— Start of EXCERPT —

Joe Leffrey
Joe Leffrey

Reputation: 183

Reading a csv file with millions of row via java as fast as possible

I want to read a csv files including millions of rows and use the attributes for my decision Tree algorithm. My code is below:

String csvFile = "myfile.csv";
List<String[]> rowList = new ArrayList();
String line = "";
String cvsSplitBy = ",";
String encoding = "UTF-8";
BufferedReader br2 = null;
try {
    int counterRow = 0;
    br2 =  new BufferedReader(new InputStreamReader(new FileInputStream(csvFile), encoding));
    while ((line = br2.readLine()) != null) { 
        line=line.replaceAll(",,", ",NA,");
        String[] object = line.split(cvsSplitBy);
        rowList.add(object); 
        counterRow++;
    }
    System.out.println("counterRow is: "+counterRow);
    for(int i=1;i<rowList.size();i++){
        try{
           //this method includes many if elses only.
           ImplementDecisionTreeRulesFor2012(rowList.get(i)[0],rowList.get(i)[1],rowList.get(i)[2],rowList.get(i)[3],rowList.get(i)[4],rowList.get(i)[5],rowList.get(i)[6]); 
        }
        catch(Exception ex){
           System.out.printlnt("Exception occurred");   
        }
    }
}
catch(Exception ex){
    System.out.println("fix"+ex);
}

It is working fine when the size of the csv file is not large. However, it is large indeed. Therefore I need another way to read a csv faster. Is there any advice? Appreciated, thanks.

Upvotes: 18

Views: 32422

Answers (4)

ThomasRS
ThomasRS

Reputation: 8287

If you're aiming for objects (i.e. data-binding), I've written a high-performance library sesseltjonna-csv you might find interesting. Benchmark comparison with SimpleFlatMapper and uniVocity here.

Upvotes: 0

Jeronimo Backes
Jeronimo Backes

Reputation: 6289

Just use uniVocity-parsers' CSV parser instead of trying to build your custom parser. Your implementation will probably not be fast or flexible enough to handle all corner cases.

— End of EXCERPT —
— Start of DATASET RECORDS —

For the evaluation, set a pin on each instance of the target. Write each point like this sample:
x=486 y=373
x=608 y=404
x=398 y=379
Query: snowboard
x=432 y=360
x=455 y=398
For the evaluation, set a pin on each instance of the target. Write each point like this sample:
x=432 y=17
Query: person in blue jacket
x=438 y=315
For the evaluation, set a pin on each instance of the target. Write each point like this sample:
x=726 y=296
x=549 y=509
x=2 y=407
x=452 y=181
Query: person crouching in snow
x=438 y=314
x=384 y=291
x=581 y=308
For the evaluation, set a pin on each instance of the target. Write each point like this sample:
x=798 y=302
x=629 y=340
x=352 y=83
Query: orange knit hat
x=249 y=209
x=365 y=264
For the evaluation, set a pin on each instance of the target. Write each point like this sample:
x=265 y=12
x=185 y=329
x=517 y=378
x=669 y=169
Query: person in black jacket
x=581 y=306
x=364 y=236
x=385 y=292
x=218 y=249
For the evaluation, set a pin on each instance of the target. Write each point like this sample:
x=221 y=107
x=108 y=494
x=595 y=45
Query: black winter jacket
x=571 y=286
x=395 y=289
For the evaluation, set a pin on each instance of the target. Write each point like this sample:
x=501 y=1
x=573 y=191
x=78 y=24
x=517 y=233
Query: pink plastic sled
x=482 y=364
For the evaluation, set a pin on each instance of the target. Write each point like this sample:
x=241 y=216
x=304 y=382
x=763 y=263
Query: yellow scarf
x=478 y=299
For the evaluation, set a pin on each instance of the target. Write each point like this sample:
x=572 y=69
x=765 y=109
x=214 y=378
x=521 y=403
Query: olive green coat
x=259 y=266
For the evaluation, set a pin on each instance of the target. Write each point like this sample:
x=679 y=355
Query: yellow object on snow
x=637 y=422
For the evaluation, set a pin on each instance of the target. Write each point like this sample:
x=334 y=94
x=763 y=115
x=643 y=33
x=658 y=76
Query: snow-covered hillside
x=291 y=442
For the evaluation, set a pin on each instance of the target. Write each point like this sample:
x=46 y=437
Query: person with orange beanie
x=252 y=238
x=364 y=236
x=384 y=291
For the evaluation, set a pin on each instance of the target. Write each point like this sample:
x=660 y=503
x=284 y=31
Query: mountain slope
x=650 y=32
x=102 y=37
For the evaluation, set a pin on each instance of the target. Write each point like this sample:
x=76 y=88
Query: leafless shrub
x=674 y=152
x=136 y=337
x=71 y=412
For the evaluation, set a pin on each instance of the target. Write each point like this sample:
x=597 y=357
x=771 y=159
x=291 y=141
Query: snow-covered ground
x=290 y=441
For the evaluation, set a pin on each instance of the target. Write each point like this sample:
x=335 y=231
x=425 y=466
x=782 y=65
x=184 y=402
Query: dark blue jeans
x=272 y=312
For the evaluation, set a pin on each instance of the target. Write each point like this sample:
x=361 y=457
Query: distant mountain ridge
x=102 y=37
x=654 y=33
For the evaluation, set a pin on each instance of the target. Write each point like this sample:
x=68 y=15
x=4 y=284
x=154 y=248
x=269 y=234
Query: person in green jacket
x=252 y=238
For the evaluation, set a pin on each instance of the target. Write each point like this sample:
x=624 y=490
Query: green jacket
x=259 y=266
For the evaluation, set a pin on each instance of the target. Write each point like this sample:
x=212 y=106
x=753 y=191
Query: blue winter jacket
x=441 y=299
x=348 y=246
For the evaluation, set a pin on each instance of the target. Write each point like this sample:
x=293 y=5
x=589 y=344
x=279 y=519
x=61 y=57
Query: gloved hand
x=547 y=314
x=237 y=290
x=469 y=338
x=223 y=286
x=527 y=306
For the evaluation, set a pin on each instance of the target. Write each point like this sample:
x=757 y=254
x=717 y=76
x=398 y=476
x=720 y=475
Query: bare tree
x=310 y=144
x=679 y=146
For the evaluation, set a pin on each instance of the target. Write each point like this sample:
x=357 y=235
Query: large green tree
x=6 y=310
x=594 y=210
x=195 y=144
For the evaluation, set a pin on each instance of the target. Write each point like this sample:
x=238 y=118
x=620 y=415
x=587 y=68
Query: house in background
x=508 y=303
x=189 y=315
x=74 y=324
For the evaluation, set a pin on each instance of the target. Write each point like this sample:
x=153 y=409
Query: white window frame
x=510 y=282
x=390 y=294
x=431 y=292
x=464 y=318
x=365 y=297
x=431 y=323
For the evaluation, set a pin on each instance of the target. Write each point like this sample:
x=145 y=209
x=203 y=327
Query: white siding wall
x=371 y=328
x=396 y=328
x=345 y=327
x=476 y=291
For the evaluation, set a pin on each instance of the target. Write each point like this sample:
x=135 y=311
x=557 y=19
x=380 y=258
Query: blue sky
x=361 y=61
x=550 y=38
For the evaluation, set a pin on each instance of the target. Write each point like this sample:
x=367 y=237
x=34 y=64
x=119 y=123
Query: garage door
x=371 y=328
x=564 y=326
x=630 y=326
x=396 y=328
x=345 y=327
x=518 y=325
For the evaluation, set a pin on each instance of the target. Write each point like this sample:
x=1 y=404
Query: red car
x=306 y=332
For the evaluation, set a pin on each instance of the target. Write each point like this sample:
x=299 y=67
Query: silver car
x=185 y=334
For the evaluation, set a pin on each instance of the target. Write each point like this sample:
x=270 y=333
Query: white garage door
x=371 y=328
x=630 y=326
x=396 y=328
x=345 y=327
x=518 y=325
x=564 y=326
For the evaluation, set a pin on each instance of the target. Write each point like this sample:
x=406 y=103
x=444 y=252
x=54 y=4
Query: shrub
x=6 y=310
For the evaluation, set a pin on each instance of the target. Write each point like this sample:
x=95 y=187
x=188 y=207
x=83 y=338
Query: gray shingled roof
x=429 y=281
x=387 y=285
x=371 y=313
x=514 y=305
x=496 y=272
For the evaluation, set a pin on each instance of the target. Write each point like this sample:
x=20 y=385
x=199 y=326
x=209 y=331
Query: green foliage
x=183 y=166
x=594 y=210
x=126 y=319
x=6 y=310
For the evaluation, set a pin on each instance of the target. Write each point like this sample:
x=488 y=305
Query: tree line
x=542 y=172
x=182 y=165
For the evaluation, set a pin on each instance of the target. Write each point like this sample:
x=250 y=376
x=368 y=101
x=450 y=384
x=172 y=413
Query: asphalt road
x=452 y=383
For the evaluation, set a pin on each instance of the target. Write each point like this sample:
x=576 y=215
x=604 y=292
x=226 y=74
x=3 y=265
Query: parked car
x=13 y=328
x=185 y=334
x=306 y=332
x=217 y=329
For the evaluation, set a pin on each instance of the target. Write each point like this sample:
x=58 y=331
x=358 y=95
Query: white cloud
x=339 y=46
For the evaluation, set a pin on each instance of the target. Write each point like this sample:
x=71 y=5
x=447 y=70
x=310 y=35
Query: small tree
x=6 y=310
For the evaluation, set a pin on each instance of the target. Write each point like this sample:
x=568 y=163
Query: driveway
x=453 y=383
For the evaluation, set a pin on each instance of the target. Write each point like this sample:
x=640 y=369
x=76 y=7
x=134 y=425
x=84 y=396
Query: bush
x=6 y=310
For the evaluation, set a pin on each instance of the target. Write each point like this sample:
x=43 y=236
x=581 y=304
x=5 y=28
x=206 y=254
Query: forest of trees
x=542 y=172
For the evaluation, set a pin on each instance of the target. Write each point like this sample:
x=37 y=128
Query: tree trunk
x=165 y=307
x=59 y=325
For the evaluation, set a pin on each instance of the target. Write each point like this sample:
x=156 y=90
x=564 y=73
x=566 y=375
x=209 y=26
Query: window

— End of DATASET RECORDS —

* [WHAT THIS TASK INVOLVES] Transcribe the passage of the Java CSV thread starting at "Upvotes: 18" and ending at "and uniVocity here.". The items were gathered from a source unrelated to the thread.

* [EXERCISE RESPONSE]
Upvotes: 18

Views: 32422

Answers (4)

ThomasRS
ThomasRS

Reputation: 8287

If you're aiming for objects (i.e. data-binding), I've written a high-performance library sesseltjonna-csv you might find interesting. Benchmark comparison with SimpleFlatMapper and uniVocity here.